→ **Stated exercise**
Reproduce only the lines that run from the line with "Tag one spot per instance of the window" to the last line of the material, both ends included, exactly as they appear.

→ **Given entries**
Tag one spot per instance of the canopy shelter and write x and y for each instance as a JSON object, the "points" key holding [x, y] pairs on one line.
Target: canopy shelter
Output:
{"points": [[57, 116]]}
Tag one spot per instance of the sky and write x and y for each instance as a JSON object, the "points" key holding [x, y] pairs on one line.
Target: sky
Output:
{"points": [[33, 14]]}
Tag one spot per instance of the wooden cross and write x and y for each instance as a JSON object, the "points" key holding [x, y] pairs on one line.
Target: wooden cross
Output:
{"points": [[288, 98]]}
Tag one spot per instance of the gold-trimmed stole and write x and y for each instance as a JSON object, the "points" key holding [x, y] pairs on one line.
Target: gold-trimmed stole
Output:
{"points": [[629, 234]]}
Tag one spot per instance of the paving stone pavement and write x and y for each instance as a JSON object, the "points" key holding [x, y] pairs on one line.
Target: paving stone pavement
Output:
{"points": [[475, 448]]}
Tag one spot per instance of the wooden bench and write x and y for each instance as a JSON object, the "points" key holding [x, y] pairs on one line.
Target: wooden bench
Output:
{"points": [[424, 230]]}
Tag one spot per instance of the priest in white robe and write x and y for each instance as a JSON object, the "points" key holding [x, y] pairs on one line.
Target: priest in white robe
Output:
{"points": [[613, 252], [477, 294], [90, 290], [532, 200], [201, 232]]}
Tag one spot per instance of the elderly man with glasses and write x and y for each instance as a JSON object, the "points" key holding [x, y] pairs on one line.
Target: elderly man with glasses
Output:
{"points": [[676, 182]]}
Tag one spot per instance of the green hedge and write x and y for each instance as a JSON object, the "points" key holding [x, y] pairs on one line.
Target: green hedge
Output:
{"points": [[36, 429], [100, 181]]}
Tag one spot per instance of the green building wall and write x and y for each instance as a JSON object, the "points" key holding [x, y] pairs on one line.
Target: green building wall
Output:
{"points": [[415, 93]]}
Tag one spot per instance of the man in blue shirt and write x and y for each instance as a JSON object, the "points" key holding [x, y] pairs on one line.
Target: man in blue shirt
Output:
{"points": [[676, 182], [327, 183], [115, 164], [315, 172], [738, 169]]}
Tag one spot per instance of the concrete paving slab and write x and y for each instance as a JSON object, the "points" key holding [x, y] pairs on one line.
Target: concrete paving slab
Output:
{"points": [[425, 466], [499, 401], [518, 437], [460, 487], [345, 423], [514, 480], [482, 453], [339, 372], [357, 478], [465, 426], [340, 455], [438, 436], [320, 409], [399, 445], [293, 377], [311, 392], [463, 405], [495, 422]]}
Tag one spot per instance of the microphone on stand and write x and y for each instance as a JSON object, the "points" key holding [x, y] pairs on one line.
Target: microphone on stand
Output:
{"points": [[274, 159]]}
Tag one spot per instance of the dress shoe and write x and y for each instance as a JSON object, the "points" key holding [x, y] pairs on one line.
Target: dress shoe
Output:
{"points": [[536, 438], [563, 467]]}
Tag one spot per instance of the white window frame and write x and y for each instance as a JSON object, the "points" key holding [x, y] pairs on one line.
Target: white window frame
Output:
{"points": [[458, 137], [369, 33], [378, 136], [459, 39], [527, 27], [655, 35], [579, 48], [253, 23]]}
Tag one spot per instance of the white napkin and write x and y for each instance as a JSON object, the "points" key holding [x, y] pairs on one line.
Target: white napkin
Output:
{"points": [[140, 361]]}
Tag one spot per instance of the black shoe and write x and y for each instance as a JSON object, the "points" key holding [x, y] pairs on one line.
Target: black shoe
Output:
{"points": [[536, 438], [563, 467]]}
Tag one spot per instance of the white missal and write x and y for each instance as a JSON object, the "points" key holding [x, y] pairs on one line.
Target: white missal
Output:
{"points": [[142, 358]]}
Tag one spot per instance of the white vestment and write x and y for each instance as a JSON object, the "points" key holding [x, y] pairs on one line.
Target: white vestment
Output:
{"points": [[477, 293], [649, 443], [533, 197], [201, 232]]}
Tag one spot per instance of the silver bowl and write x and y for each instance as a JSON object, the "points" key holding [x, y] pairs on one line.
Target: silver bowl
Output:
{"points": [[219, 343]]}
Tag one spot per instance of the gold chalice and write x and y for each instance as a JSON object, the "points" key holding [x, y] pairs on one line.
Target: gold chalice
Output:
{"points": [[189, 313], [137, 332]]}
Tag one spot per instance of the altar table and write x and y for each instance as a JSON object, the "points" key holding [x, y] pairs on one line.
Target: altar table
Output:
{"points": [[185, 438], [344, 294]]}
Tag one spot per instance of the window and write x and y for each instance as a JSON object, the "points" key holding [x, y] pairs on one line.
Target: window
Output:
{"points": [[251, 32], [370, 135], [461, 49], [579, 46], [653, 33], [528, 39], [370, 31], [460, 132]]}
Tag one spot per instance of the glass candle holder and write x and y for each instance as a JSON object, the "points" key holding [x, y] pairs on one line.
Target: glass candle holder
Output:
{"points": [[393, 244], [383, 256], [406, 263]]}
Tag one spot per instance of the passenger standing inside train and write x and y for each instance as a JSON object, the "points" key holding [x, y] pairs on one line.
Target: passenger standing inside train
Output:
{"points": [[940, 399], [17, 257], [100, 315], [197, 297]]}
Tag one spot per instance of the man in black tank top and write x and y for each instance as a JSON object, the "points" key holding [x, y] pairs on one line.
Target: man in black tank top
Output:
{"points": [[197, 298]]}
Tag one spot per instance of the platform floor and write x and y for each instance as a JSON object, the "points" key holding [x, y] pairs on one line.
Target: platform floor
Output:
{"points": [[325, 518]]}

→ **Answer below**
Tag one spot per instance of the window and write x and y for each instance as a JSON object, the "points" key holding [x, y] pairs on one line.
Target: window
Output:
{"points": [[251, 32], [370, 135], [461, 49], [579, 46], [653, 33], [528, 39], [370, 31], [460, 132]]}
Tag one spot per instance of the glass candle holder and write x and y for each instance as a JSON object, the "points" key holding [x, y] pairs on one line.
Target: glass candle holder
Output:
{"points": [[393, 244], [383, 256], [406, 263]]}
Tag one spot per instance of the passenger standing inside train and write x and y for each instance as a JSON object, the "points" key holding [x, y] pairs on one line.
Target: passenger standing inside train
Output:
{"points": [[940, 399], [17, 257], [100, 315], [197, 297]]}
Tag one spot per instance of the man in black tank top and write x and y for each instance as a JSON object, the "points" key holding [x, y] pairs on one line.
Target: man in black tank top
Output:
{"points": [[197, 298]]}
Tag one spot per instance of the platform floor and write x and y for each instance as a JSON object, the "points" key holding [x, y] pairs on one line.
Target: platform floor
Output:
{"points": [[325, 518]]}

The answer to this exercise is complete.